_Description of the task_. Look through the material below and copy exactly the lines from the line with "of the picture" to the line with "of the fiddle", those two lines included.

__________

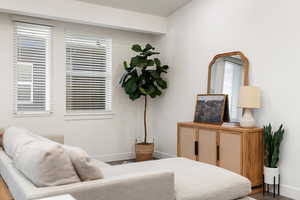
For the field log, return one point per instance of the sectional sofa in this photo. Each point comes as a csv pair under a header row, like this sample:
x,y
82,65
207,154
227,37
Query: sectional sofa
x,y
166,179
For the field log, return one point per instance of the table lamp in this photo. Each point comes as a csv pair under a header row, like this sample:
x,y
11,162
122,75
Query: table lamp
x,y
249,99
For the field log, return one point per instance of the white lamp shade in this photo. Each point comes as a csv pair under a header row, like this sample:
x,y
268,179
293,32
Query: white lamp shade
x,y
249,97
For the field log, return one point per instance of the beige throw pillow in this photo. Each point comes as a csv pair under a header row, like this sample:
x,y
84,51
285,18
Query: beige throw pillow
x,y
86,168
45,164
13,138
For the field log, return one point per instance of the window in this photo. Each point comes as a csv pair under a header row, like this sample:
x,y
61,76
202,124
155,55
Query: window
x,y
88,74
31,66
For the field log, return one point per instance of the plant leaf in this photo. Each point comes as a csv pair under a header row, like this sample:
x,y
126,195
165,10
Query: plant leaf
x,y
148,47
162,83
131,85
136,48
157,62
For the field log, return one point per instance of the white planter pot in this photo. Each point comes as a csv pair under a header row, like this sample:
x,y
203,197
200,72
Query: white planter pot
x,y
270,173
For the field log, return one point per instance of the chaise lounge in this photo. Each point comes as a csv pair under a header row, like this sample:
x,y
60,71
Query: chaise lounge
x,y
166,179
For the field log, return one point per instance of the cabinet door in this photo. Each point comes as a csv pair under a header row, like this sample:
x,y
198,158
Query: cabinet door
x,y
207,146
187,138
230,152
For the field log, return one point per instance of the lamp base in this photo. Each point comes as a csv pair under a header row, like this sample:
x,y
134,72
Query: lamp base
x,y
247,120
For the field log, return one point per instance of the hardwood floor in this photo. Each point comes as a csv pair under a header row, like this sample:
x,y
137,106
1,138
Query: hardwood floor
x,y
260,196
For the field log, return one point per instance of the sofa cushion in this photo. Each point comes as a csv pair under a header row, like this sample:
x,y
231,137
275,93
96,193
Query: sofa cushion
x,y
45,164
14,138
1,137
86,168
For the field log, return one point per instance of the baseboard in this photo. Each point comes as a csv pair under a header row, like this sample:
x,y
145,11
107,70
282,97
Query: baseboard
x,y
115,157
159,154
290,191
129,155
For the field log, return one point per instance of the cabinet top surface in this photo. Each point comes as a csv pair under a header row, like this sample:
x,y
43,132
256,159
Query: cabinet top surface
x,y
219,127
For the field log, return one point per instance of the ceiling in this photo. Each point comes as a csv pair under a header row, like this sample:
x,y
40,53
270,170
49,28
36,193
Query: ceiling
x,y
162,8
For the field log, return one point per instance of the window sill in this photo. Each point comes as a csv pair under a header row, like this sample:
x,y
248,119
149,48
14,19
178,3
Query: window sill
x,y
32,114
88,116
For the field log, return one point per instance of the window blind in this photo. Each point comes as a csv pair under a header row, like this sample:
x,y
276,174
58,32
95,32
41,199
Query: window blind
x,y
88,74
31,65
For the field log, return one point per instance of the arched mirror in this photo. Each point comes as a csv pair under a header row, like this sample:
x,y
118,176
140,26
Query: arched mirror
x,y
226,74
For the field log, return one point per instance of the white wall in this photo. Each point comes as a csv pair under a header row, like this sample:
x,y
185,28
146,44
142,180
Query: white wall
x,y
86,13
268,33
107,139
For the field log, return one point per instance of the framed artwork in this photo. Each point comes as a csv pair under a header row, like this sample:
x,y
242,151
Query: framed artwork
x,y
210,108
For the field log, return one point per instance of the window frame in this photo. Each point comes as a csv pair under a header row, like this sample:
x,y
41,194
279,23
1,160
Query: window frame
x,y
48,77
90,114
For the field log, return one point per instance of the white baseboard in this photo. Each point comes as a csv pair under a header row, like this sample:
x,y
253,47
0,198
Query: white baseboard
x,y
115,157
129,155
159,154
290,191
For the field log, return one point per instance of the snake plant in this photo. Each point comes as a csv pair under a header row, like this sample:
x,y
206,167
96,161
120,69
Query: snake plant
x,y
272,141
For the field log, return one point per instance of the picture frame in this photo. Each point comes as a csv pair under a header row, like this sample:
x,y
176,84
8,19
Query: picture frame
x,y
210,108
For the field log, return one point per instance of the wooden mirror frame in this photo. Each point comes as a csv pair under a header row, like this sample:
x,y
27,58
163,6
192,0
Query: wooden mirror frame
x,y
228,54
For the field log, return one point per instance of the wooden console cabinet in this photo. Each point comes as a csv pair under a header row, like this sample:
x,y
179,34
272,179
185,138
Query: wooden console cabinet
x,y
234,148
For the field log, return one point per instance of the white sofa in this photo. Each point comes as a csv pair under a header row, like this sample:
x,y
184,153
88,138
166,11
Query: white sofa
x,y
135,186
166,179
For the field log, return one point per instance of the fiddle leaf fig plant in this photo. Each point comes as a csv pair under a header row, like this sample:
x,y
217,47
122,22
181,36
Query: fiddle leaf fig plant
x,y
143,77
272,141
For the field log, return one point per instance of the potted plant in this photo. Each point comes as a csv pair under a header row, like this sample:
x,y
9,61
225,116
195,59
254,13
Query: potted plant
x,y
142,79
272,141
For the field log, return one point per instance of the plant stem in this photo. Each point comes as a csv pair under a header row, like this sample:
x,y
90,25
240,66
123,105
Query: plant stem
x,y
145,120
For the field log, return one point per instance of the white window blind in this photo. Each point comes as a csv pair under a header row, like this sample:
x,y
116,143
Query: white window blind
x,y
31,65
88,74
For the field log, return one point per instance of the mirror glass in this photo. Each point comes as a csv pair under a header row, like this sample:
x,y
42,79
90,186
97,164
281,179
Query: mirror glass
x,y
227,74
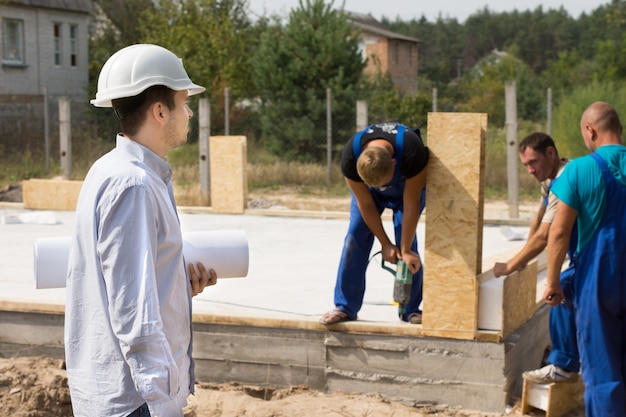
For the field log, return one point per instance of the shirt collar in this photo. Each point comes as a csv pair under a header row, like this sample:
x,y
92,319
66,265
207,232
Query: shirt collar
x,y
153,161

__________

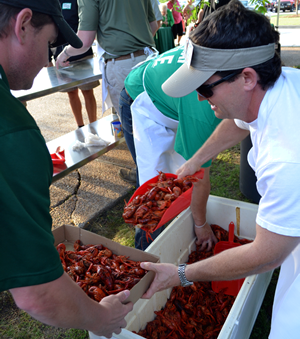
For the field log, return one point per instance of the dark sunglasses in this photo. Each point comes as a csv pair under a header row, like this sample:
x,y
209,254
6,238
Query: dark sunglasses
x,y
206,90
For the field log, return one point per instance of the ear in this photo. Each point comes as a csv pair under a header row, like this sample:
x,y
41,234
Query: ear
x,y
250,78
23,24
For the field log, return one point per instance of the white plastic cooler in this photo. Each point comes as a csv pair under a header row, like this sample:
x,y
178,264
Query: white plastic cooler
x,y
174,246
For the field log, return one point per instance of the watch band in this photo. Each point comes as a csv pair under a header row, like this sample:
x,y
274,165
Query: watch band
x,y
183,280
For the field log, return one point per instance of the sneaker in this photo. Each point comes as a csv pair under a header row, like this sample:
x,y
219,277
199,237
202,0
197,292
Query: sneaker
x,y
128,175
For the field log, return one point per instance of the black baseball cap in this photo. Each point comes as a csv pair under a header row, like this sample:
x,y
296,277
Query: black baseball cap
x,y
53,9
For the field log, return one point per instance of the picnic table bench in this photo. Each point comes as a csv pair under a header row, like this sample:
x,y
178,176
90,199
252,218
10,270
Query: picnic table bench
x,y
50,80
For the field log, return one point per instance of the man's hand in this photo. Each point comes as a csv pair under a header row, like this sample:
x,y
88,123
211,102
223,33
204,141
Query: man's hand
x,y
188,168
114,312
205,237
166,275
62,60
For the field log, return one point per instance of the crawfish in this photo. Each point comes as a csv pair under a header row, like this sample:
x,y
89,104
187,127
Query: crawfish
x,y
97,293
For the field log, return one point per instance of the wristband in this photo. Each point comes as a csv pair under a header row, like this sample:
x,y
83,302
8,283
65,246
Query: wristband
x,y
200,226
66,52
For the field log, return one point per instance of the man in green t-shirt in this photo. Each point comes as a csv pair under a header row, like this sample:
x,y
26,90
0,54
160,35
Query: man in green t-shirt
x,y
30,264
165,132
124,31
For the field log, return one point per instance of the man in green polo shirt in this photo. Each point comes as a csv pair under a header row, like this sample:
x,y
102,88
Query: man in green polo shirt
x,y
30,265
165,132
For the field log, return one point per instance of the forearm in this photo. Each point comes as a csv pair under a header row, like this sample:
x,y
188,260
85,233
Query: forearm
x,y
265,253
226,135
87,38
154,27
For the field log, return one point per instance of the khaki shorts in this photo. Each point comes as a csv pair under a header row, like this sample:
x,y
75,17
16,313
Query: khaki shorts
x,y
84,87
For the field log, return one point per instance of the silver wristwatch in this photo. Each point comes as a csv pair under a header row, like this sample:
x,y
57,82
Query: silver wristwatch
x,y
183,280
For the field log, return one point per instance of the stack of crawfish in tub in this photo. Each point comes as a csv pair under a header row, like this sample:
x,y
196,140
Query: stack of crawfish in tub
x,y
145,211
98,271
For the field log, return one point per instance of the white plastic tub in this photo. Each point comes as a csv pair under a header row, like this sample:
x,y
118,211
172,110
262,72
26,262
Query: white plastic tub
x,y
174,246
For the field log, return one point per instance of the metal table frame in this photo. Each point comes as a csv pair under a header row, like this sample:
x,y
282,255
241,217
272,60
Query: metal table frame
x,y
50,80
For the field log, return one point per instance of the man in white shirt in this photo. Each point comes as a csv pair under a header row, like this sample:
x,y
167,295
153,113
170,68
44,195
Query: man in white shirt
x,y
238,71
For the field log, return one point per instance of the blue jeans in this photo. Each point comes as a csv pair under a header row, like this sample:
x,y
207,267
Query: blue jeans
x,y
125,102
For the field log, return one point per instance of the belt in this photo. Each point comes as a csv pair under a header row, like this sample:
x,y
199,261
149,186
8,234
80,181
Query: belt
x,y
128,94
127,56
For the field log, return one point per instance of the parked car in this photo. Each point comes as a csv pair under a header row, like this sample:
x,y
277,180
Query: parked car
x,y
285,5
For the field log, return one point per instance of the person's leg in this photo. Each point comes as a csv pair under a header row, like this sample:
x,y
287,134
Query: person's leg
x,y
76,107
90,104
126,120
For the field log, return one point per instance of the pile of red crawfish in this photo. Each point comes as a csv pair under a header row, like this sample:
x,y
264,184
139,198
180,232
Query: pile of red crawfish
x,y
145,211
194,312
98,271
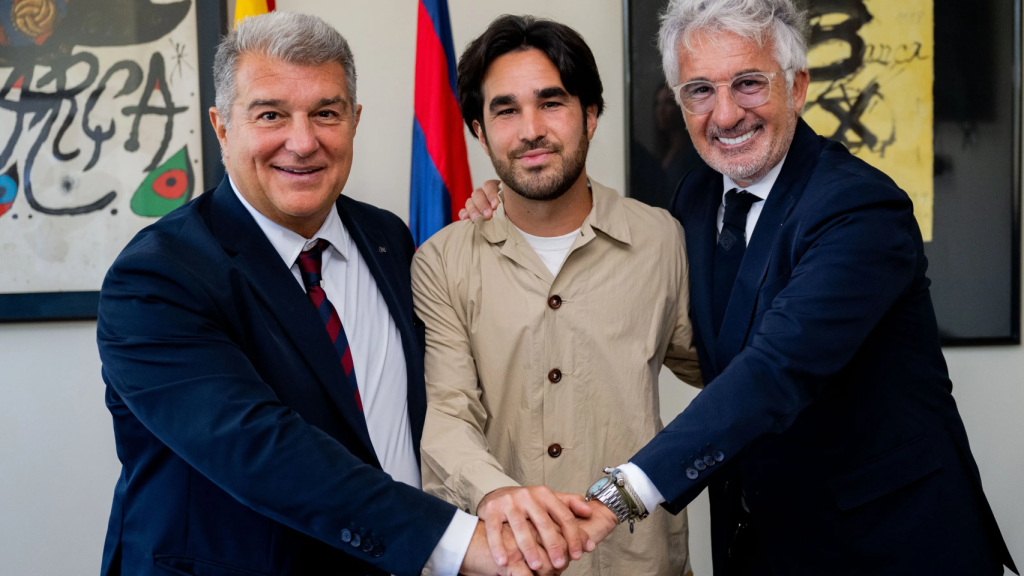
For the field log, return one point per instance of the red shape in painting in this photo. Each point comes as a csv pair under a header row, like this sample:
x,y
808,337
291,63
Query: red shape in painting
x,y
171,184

__________

_Solution to the problem_.
For the field log, return one point per instance of the picture frame in this photo. Each point comes as a csv pair under a header row, like this sample:
x,y
176,84
8,19
Query: picture frame
x,y
210,108
For the field log, return one point per instance of the wooden mirror frame in this photo. Each point comes as a csv pair under a header row, like this sample:
x,y
27,58
163,6
192,0
Query: wooden mirror frame
x,y
228,54
For the field log, return one point per instance of the wooden console cabinet in this photo. Each point comes as a csv pair under a header row, like this sample:
x,y
179,34
272,179
185,138
Query: wooden console cabinet
x,y
234,148
For the field log, return one point per instance of the white sofa in this photo. Each point comes as a csv pair under a header row, like this sample:
x,y
184,153
88,138
166,11
Query: white sofa
x,y
135,186
166,179
For the field log, return one point per instance of the fiddle leaf fig plant in this photo. Each point comes as a csv pair under a header row, like this sample:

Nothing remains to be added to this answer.